_Provided passage_
When animating, the process is typically smooth for a few frames,
followed by one choppy frame, then smooth again, etc. When studying
VisBio's memory monitor, I noticed that these choppy frames correspond
to Java garbage collection operations. That is, the memory usage creeps
up by about 20MB per frame, then drops back down to previous levels
during the choppy frame.
My question is: can I fix this behavior, and if so, how? I realize that
this problem may be beyond the control of VisAD's display model, but I
thought I'd ask anyway to see if there are any thoughts or suggestions.
Secondly, as promised in the subject line, here is a
NullPointerException I received while animating in VisBio:
java.lang.NullPointerException
at visad.ShadowType.addIndices(ShadowType.java:329)
at visad.ShadowTupleType.<init>(ShadowTupleType.java:78)
at visad.ShadowRealTupleType.<init>(ShadowRealTupleType.java:71)
at
visad.java3d.ShadowRealTupleTypeJ3D.<init>(ShadowRealTupleTypeJ3D.java:53)
at
visad.java3d.RendererJ3D.makeShadowRealTupleType(RendererJ3D.java:124)
at visad.RealTupleType.buildShadowType(RealTupleType.java:501)
at
visad.java3d.ShadowFunctionOrSetTypeJ3D.<init>(ShadowFunctionOrSetTypeJ3D.java:66)
at visad.java3d.ShadowSetTypeJ3D.<init>(ShadowSetTypeJ3D.java:43)
at visad.java3d.RendererJ3D.makeShadowSetType(RendererJ3D.java:136)
at visad.SetType.buildShadowType(SetType.java:121)
at visad.DataDisplayLink.prepareData(DataDisplayLink.java:258)
at visad.DataRenderer.prepareAction(DataRenderer.java:314)
at visad.DisplayRenderer.prepareAction(DisplayRenderer.java:844)
at visad.DisplayImpl.doAction(DisplayImpl.java:1644)
at visad.ActionImpl.run(ActionImpl.java:353)
at visad.util.ThreadPool$ThreadMinnow.run(ThreadPool.java:95)
Thanks,
-Curtis

_Provided information_

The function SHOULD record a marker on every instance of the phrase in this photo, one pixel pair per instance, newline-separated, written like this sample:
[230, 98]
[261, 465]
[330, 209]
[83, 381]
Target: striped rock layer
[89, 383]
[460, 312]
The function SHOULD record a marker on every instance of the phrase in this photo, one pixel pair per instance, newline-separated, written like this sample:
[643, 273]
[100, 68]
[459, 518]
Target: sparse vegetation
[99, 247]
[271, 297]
* * *
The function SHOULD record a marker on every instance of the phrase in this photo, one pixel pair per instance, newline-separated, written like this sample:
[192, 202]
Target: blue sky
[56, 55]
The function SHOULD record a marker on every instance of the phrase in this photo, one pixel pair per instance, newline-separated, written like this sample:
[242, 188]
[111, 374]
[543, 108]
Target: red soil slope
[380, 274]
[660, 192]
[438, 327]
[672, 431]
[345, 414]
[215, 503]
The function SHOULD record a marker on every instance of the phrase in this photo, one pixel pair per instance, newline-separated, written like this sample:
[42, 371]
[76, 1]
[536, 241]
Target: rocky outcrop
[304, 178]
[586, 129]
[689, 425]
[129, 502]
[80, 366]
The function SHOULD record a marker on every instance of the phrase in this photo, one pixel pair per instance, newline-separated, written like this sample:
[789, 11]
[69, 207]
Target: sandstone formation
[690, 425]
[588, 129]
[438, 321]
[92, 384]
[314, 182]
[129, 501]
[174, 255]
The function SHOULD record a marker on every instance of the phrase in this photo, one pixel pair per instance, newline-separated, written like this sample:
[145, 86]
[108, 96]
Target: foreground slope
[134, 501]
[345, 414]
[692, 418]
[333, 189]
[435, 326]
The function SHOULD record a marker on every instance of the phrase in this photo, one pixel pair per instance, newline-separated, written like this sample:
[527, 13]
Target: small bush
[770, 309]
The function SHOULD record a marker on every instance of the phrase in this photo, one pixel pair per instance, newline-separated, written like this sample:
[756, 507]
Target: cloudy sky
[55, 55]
---
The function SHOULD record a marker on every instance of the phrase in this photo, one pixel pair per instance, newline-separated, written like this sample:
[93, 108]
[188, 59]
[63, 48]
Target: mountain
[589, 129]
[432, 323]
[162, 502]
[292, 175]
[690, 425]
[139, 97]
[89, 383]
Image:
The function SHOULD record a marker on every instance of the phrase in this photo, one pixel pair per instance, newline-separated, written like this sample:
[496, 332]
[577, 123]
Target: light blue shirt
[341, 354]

_Set problem_
Transcribe the part of the VisBio animation post above that lies between "When animating, the" and "the choppy frame.", inclusive.

_Task answer_
When animating, the process is typically smooth for a few frames,
followed by one choppy frame, then smooth again, etc. When studying
VisBio's memory monitor, I noticed that these choppy frames correspond
to Java garbage collection operations. That is, the memory usage creeps
up by about 20MB per frame, then drops back down to previous levels
during the choppy frame.